PROBLEM TO SOLVE. Count the lines in the material below that contain the string "building". Reply with the number alone.

■ ■ ■ ■ ■ ■ ■

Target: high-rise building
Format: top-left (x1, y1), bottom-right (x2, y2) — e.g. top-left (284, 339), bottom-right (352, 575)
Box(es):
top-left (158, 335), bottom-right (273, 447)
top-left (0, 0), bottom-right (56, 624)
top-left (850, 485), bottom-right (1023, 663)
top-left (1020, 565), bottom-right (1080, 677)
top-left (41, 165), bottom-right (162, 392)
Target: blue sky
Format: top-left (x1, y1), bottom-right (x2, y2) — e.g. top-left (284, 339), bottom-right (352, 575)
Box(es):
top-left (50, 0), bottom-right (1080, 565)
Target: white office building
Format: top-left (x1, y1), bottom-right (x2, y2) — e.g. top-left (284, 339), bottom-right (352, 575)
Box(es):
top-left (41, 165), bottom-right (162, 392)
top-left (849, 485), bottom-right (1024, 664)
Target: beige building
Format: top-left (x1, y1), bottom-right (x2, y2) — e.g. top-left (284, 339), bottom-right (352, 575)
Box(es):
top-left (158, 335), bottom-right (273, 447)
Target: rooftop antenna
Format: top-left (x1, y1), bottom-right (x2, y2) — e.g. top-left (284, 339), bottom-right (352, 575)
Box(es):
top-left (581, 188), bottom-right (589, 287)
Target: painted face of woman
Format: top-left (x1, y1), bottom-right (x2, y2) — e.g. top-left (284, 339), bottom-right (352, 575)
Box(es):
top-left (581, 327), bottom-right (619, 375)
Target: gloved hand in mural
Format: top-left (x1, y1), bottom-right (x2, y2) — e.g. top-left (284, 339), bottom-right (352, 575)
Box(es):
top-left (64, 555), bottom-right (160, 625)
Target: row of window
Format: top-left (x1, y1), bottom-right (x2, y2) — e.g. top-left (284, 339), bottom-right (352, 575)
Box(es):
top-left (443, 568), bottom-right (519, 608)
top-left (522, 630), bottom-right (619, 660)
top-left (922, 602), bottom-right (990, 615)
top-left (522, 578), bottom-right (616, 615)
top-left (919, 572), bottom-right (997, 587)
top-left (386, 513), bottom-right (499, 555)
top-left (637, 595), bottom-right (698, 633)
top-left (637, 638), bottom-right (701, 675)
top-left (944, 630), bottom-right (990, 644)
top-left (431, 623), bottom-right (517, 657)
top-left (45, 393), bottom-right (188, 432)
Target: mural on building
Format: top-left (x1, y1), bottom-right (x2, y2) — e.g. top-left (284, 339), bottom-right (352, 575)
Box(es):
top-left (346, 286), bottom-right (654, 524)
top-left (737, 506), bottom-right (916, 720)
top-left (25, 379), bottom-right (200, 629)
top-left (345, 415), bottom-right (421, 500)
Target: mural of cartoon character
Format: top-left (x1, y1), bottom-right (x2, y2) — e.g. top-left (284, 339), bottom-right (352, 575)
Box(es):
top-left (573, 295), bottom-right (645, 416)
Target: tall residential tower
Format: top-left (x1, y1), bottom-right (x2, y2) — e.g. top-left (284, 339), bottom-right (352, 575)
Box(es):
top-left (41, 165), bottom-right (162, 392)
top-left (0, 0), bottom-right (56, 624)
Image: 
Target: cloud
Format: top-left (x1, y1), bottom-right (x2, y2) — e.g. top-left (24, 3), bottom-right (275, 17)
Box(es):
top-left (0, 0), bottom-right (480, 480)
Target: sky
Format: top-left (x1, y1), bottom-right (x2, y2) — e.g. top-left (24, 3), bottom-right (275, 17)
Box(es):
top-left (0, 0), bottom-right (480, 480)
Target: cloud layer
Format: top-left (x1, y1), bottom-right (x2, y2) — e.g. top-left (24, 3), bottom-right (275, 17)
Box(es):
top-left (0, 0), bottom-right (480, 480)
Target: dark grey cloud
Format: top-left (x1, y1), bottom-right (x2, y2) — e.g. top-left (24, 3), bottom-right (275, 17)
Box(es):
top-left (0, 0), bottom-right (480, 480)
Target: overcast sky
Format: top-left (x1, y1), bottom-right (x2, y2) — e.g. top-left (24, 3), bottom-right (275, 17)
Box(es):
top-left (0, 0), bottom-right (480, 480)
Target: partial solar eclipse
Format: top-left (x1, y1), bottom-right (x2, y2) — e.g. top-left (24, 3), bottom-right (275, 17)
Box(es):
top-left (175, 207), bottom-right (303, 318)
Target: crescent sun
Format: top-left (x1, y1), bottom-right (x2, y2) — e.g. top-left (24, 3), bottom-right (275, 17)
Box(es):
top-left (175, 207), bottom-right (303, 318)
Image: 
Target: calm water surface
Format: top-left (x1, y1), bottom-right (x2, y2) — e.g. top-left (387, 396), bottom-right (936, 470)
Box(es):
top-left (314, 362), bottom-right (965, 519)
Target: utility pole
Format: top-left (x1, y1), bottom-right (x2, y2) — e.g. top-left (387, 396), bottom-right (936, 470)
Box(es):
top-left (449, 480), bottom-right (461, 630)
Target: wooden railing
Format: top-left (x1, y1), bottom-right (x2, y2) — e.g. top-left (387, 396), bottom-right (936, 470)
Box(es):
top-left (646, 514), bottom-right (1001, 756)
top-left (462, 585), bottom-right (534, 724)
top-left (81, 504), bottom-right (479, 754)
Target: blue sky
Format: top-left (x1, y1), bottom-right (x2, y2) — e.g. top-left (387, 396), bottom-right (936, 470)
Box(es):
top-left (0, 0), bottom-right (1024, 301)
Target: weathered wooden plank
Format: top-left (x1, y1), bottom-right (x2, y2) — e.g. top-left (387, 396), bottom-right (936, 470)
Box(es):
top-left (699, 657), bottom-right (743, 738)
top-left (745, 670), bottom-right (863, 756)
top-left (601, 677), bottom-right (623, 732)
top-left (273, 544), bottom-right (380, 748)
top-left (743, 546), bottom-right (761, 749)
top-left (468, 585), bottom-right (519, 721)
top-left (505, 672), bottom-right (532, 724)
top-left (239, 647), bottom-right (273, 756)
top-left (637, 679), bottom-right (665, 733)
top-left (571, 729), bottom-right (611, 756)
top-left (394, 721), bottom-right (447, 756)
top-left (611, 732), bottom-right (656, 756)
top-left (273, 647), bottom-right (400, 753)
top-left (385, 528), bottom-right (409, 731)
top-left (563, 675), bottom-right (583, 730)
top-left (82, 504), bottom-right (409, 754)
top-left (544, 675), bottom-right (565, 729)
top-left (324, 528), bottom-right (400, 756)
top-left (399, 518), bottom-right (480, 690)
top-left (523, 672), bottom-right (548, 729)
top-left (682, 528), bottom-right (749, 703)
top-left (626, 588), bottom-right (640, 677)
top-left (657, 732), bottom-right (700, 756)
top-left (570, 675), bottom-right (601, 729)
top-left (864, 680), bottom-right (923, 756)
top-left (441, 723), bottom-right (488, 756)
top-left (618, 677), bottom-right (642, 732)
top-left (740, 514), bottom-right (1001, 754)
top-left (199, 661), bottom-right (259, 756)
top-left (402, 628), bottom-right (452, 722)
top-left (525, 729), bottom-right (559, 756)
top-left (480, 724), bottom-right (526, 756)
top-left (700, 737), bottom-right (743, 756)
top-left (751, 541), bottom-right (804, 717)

■ ■ ■ ■ ■ ■ ■

EXERCISE RESULT. 4